TEXT PASSAGE »
......

# Coffee grinder for a new small business?



## lancelotalva (Jul 10, 2020)

Hi,

I'm peruvian (south america) and I'm planning to start a small business in my town distributing ground coffee to families and persons (not business). We're on a really small budget so we can't afford an industrial grinder. First, we're thinking about buying a domestic coffee grinder (Sorry if that's not the term) and start saving money with out sales and then invest on a industrial/semi-industrial one.

I have 3 questions

1) What are your opinions on domestic coffee grinders performance for small businesses?

2) What models of domestic coffee grinders would you recommend? I'm mostly concerned about the speed, I don't want to wait too much time for having 250 grms ground.

3) What factors do you think are the most important for starting a coffee distributing small business?

Thanks in advance,

Martin.


----------



## DavecUK (Aug 6, 2013)

lancelotalva said:


> Hi,
> 
> I'm peruvian (south america) and I'm planning to start a small business in my town distributing ground coffee to families and persons (not business). We're on a really small budget so we can't afford an industrial grinder. First, we're thinking about buying a domestic coffee grinder (Sorry if that's not the term) and start saving money with out sales and then invest on a industrial/semi-industrial one.

......

RECORDED DATA »
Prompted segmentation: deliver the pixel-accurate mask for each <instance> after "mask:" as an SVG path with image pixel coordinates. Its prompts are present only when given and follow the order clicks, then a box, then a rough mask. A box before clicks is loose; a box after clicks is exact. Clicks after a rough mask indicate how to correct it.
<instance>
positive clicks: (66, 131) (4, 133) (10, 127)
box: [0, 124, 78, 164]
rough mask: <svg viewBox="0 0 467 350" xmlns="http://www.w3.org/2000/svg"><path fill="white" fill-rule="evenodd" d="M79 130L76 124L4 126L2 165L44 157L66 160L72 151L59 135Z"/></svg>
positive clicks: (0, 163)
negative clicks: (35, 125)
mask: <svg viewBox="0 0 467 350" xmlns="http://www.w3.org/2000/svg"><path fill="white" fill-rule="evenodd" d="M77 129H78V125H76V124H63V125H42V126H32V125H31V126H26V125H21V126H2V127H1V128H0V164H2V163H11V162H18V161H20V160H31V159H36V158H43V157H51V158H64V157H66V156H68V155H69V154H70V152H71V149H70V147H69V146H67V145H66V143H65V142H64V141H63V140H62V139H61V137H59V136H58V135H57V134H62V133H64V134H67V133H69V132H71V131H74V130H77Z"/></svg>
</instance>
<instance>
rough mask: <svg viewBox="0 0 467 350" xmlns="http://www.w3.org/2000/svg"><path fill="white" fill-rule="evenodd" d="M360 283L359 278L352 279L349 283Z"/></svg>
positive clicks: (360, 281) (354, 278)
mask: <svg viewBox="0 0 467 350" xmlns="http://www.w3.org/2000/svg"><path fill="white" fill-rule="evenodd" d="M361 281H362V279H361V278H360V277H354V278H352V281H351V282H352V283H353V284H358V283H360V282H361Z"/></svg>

......

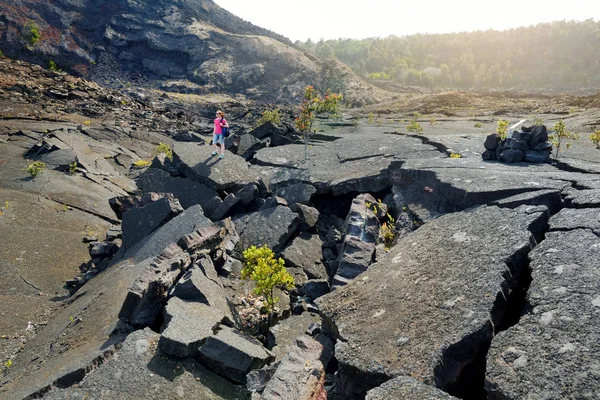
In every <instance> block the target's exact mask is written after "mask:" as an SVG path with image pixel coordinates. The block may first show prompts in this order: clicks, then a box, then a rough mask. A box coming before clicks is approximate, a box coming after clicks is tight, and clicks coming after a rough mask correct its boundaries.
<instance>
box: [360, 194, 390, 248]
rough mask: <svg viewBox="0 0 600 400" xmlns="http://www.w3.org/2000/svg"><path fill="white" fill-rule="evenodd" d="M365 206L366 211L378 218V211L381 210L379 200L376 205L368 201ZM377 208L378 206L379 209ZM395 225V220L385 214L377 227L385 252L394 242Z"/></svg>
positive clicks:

......

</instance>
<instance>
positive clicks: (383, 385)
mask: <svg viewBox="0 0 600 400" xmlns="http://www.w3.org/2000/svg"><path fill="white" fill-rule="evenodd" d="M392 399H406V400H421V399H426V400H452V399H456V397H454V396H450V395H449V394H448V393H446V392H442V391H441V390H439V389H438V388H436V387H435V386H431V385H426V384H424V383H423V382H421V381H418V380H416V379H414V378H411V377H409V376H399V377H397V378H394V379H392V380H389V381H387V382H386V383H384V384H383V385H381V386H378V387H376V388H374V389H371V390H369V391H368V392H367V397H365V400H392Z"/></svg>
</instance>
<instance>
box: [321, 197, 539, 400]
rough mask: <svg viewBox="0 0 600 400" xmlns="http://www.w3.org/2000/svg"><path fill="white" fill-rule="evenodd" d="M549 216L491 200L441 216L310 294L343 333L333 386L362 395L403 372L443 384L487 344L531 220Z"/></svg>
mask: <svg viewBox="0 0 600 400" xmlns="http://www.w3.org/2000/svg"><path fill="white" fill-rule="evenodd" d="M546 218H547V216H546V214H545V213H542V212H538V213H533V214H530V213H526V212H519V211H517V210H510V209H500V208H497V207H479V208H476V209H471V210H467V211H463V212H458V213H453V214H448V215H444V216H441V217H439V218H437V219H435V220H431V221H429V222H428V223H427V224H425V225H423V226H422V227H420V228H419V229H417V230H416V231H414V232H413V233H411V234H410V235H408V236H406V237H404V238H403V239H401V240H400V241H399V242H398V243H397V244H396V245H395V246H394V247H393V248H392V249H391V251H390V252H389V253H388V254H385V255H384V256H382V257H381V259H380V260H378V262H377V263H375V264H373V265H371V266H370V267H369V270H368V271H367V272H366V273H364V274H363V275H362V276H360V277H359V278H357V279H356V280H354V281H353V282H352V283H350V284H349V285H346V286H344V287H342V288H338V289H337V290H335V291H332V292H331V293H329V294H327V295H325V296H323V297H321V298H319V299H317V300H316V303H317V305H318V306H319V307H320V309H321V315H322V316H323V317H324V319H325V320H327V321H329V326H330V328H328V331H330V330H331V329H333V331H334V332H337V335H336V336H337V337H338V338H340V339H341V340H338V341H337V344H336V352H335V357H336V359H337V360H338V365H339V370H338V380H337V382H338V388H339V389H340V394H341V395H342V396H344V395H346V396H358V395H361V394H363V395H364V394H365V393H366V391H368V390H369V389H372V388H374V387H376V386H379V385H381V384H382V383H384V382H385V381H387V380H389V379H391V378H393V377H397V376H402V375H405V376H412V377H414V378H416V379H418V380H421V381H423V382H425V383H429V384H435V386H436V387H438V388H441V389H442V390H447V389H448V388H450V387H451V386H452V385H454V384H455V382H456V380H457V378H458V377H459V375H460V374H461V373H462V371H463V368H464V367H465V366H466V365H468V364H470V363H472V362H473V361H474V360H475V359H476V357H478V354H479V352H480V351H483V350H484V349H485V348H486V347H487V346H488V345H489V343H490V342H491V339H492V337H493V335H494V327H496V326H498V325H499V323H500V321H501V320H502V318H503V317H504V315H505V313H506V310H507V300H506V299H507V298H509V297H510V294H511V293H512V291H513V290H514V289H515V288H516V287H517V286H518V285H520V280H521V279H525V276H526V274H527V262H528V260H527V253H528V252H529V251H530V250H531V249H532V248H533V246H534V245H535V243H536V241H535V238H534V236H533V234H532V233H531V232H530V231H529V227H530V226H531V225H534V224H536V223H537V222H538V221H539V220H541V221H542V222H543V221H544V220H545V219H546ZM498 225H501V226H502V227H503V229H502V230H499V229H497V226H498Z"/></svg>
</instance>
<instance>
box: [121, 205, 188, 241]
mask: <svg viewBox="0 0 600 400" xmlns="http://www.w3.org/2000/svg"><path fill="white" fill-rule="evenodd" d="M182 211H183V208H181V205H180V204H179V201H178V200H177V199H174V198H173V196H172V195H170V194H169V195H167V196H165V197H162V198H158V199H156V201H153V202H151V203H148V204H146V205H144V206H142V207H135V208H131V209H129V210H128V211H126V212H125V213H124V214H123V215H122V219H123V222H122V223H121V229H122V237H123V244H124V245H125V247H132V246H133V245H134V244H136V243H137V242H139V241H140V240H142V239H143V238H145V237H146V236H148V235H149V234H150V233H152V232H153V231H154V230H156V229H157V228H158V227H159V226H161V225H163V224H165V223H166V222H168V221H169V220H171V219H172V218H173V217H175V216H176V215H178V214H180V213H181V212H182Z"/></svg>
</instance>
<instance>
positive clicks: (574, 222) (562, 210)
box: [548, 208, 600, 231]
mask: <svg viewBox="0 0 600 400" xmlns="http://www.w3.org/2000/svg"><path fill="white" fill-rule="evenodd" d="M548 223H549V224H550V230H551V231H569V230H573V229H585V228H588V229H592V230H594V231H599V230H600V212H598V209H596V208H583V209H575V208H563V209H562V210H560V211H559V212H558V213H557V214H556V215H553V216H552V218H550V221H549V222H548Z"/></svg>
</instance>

......

APPLY WHAT YOU READ »
**A.** In the coffee grinder thread, which country is the first poster from?
**B.** List the topics of the three numbered questions the first poster asks in the coffee grinder thread.

REPLIES »
**A.** Peru.

**B.**
1. How domestic coffee grinders perform for small businesses
2. Which models of domestic coffee grinders to recommend, with speed as the main concern
3. Which factors matter most when starting a small coffee distributing business